* TASK STATEMENT *
Answer these questions using the Child Citizenship Act text below.
1. After what date must the conditions hold for a child residing in the U.S. to become a citizen automatically?
2. For a child residing abroad, how long must the U.S. citizen parent have been physically present in the U.S.?
3. How must a child who is temporarily in the U.S. have entered the country?
(READING PASSAGE Opens)
Child Citizenship Act of 2000
A child born abroad and currently residing in the U.S. as a permanent resident automatically becomes a U.S. citizen if at any time after Feb. 27, 2001 all of the following are true:
- The child has at least one U.S. citizen parent
- The child is under 18 years of age.
- The child is currently residing permanently in the U.S. in the legal and physical custody of the U.S. citizen parent.
A child born abroad and currently residing abroad may apply for naturalization if the child is temporarily in the U.S. and all of the following are true:
- The child has at least one U.S. citizen parent.
- The U.S. citizen parent has been physically present in the U.S. for at least 5 years, at least 2 of which were after the age of 14–or the U.S. citizen parent has a citizen parent who has been physically present in the U.S. for at least 5 years, at least 2 of which were after the age of 14.
- The child is under 18 years of age.
- The child is residing outside the U.S. in the legal and physical custody of the U.S. citizen parent.
- The child is temporarily present in the U.S., having entered the U.S. lawfully and maintaining lawful status in the U.S.
(READING PASSAGE Closes)
(ENTRIES SUPPLIED Opens)
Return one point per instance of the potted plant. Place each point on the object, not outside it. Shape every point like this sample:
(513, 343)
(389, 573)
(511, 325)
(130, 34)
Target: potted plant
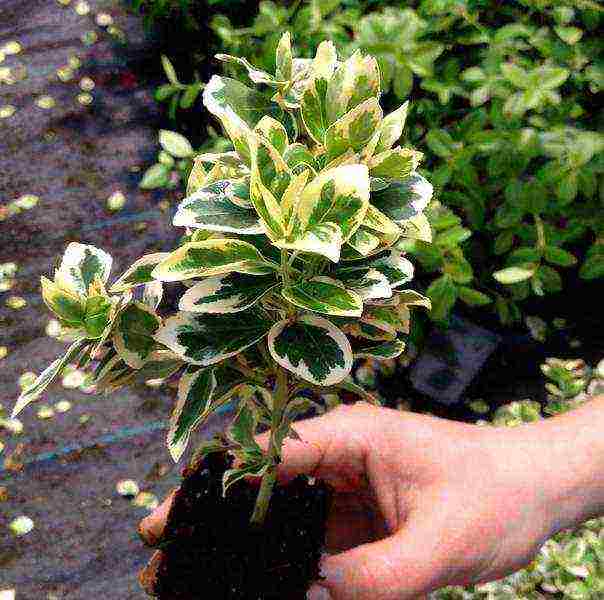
(290, 269)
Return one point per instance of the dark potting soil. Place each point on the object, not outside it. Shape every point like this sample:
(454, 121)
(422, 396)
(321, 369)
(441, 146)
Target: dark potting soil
(212, 552)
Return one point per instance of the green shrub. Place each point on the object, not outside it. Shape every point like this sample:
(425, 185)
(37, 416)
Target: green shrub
(510, 93)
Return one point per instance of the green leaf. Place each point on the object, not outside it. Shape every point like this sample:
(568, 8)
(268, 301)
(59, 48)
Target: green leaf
(283, 58)
(593, 266)
(213, 208)
(312, 348)
(403, 199)
(441, 143)
(354, 81)
(81, 266)
(354, 129)
(133, 335)
(98, 309)
(394, 164)
(223, 94)
(383, 351)
(139, 273)
(367, 283)
(324, 295)
(226, 293)
(391, 128)
(208, 339)
(211, 257)
(339, 196)
(472, 297)
(67, 305)
(515, 274)
(194, 403)
(156, 176)
(47, 376)
(175, 144)
(273, 132)
(560, 257)
(442, 293)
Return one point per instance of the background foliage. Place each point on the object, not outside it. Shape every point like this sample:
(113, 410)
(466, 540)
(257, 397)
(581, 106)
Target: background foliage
(504, 104)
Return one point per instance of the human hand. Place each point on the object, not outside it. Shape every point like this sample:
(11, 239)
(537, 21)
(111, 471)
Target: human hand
(420, 502)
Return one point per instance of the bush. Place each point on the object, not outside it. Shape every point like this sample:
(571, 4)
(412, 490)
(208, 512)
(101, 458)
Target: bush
(510, 93)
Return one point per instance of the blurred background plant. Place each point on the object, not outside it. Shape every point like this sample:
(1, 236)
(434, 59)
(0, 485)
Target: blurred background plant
(505, 102)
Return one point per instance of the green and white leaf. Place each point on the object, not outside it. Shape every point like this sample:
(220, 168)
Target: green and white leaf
(312, 348)
(212, 208)
(339, 195)
(211, 257)
(47, 376)
(227, 293)
(65, 303)
(324, 295)
(404, 199)
(133, 335)
(139, 273)
(208, 339)
(81, 265)
(355, 80)
(193, 404)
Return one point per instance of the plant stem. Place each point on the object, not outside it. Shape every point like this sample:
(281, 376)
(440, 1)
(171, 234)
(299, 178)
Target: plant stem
(274, 450)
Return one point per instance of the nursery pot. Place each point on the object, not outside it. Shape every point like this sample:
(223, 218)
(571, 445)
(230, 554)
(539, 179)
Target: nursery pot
(210, 550)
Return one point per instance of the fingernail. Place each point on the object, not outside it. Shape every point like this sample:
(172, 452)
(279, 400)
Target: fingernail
(317, 592)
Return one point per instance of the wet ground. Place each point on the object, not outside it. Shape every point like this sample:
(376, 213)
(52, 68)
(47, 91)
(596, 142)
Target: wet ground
(78, 124)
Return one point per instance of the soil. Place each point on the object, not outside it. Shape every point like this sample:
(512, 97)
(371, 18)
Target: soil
(213, 552)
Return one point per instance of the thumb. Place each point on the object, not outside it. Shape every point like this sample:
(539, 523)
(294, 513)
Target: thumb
(404, 566)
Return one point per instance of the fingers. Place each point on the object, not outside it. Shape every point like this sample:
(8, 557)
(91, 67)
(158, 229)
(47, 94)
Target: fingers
(152, 527)
(404, 566)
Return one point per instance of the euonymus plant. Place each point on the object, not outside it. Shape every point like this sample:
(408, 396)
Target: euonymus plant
(290, 265)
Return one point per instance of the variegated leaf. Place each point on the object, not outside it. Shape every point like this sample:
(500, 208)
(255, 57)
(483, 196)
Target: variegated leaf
(368, 283)
(383, 351)
(364, 241)
(65, 303)
(339, 195)
(227, 293)
(195, 390)
(354, 129)
(392, 127)
(208, 339)
(312, 348)
(403, 199)
(211, 257)
(133, 335)
(223, 93)
(354, 81)
(139, 273)
(324, 295)
(81, 265)
(212, 208)
(395, 164)
(47, 376)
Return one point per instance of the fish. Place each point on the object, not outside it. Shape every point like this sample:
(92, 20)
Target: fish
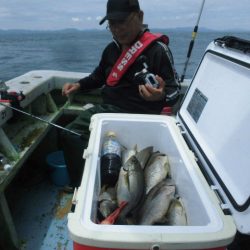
(ENTRIES SUPPLIED Closes)
* RESPONSE TO THIS EXERCISE *
1. Feb. 27, 2001
2. At least 5 years, with at least 2 of them after the age of 14
3. Lawfully, and the child must be maintaining lawful status in the U.S.